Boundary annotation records
———

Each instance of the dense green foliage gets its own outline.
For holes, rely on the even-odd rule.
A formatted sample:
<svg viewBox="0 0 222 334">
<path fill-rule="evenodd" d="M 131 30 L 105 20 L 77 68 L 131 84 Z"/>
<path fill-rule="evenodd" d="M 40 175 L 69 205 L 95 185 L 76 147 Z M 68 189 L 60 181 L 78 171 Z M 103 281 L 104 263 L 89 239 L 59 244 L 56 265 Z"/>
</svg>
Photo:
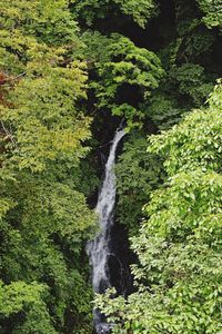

———

> _What to work on_
Quote the records verbatim from their first line through the line that contains "131 30 L 105", including both of those lines.

> _The answer_
Each instance of the dense green foliage gets its own outline.
For holes, rely on the even-odd rule.
A formatted sample:
<svg viewBox="0 0 222 334">
<path fill-rule="evenodd" d="M 131 30 L 105 20 L 77 68 L 131 84 Z"/>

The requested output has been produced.